> **Required tasks**
1. From the rally discussion, list each driver named as an available driver with no competition whom teams hire to do the early development work and mileage, along with the team or teams given for each.
2. Decide whether each statement agrees with the rally discussion. Answer yes or no, and quote the words from the discussion that decide it.
(a) Lasse Lampi's last full season was in 1994.
(b) Lasse Lampi achieved several podiums at WRC level.
(c) M-Sport had Tanak test its car in 2016.
3. Based on the rally discussion, explain why having someone other than a professional driver involved matters even more for a client-oriented car.

##### Excerpt to read

It’s a bit like Meeke (and even worse), he can be in the process, he can make the very first tests after producing the test car but they need some current drivers to help to the development and give an opinion compared with current cars in race conditions. It’s what Skoda did with Mikkelsen and Lindholm.
About other names than Heikkila, issue may be about the contracts for the Skoda drivers; Lindholm is probably backed by Skoda, even partially, this year so impossible to hire him now; and for Mikkelsen and Meeke, to be seen if they have not signed a non-competition clause or stuff like that forbidding them to do the same job for another brand during 1 or 2 years maybe?
And Huttunen, well, his last experiences in development were not that convincing even if, yeah, he is more versatile so he would have been more interesting.
And as said above, Toyota may hire at least one other guy to complete the view on it.
While it makes sense to get a few different opinions, and it doesn't hurt to have current competitors / the next bright young thing driving your test car, what you're saying about Hanninen being 'outdated' is (and I'm trying to be polite here) absolute garbage.
In fact, the best riposte to that is two words: Lasse Lampi. He only ever achieved a single podium at WRC level, but is widely renowned to be one of the greatest test and development drivers of all time.
Did his last full season in 1994, but worked full-time well into the 2020s with WRC teams, either as a test driver, consultant, adviser, test road selector... he's one of the reasons Mitsubishi / Makinen won as much as they did.
A lack of recent competitive experience does not mean a driver can't test and develop a car properly. Having a lot of recent competitive experience does not mean a driver CAN test and develop a car properly (cough Citroen C3 WRC cough).
And last point - some manufacturers spend too much time worrying about what their competitors cars can or can't do, what their opposition is or isn't doing, rather than concentrating on just making the best damn car they're capable of. I expect Toyota won't fall into that trap.
I stay totally on my position; a driver with good experience but outside of the game since too long can make the beginning development job and a lot of mileage but you absolutely need an updated driver in the final year phase of the development to have a comparison against competition with a clear updated user-oriented view.
And you can say whatever you want about ‘garbage stuff’, all the teams that work correctly work like this; take M-Sport for example: Matthew Wilson is their equivalent of Lampi for the beginning work but they always then puts another updated driver to test it at the same place (Tanak in 2016; Fourmaux in 2021).
Toyota in Rally1 same stuff: Hanninen made the beginning job last year and then, through half-season, Evans and Rovanpera began their tests.
Skoda: Meeke makes the development but then, they take Mikkelsen and Lindholm in addition.
It’s always like this and it’s logical: a driver in competition cannot free his calendar to make enough mileage to
So the teams hire a driver available with no competition to make this work and this mileage first:
- Hanninen in 2013 for Hyundai and 2015 for Toyota
- Meeke for Skoda last 2 years
- Matthew Wilson historically for M-Sport
- ...
And then in the final phase when you are needing the details, you take some other drivers more updated to test:
- your own drivers for RC1 team
- Mikkelsen and Lindholm for Skoda
- ...
And when you don’t, you’re often forced to hire a new one after 6 months of competition because the car is not developed enough: it’s what happened to Citroen to hire Ostberg and to Hyundai to hire Suninen.
I’m not saying Hanninen is useless; I’m saying you cannot develop a 2024 client-oriented car to compete Fabia RS with just Hanninen. To sum up, he can do 90% of the job but you absolutely need someone else to take the 10% that makes the difference with the other cars.
And it’s even more important for a client-oriented car because you must have some people thinking as a client and not as a professional driver.
Possible in case Loeb can't make it from Dakar and RB wants to keep in good spirits with M Sport and Ford.

##########
##### Information supplied

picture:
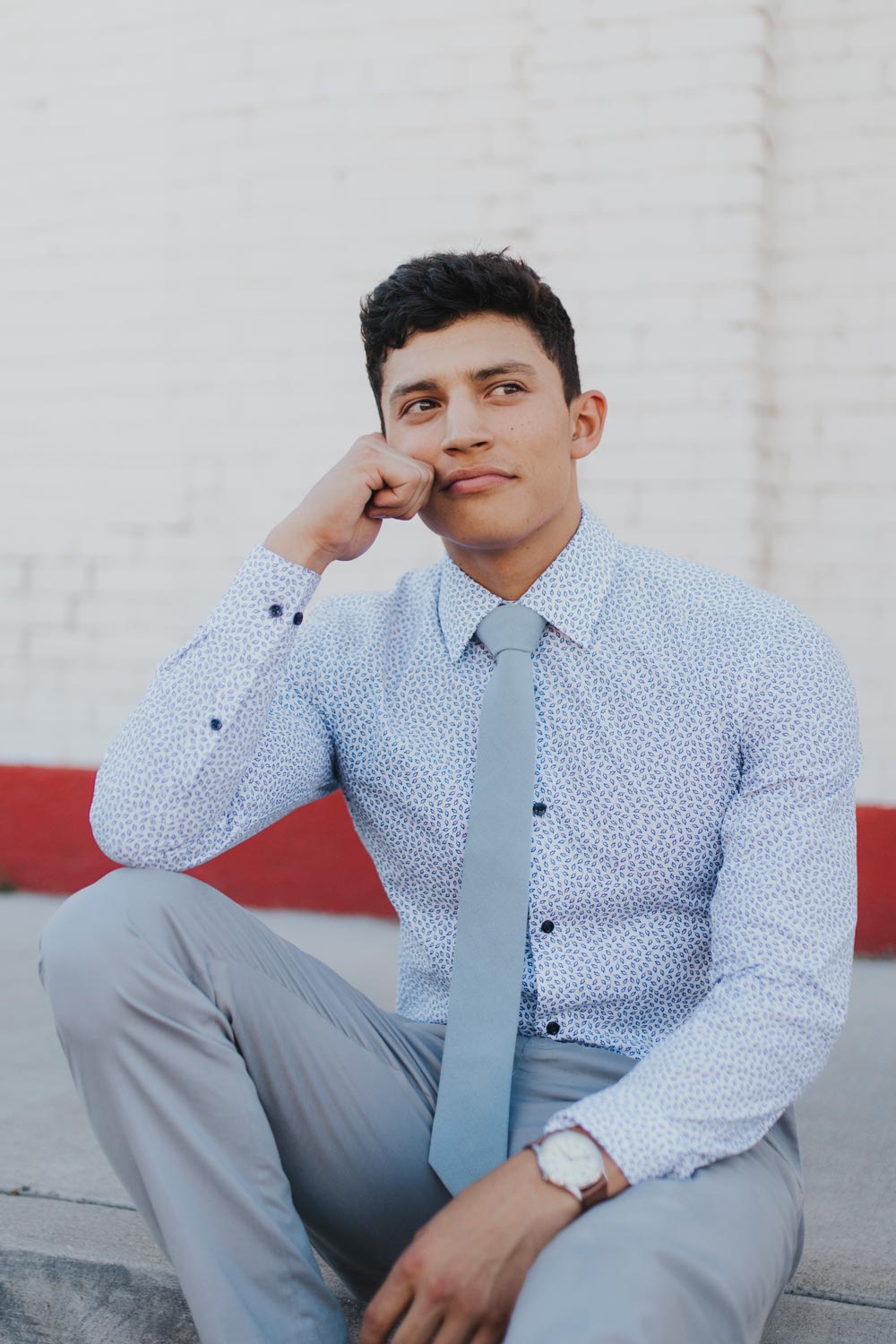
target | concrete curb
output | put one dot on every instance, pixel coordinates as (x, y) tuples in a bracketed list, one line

##########

> **Outputs for the tasks**
1.
- Hanninen: Hyundai in 2013 and Toyota in 2015
- Meeke: Skoda for the last 2 years
- Matthew Wilson: M-Sport, historically

2.
(a) Yes: "Did his last full season in 1994"
(b) No: "He only ever achieved a single podium at WRC level"
(c) Yes: "(Tanak in 2016; Fourmaux in 2021)"

3. For a client-oriented car, you must have some people who think as a client and not as a professional driver.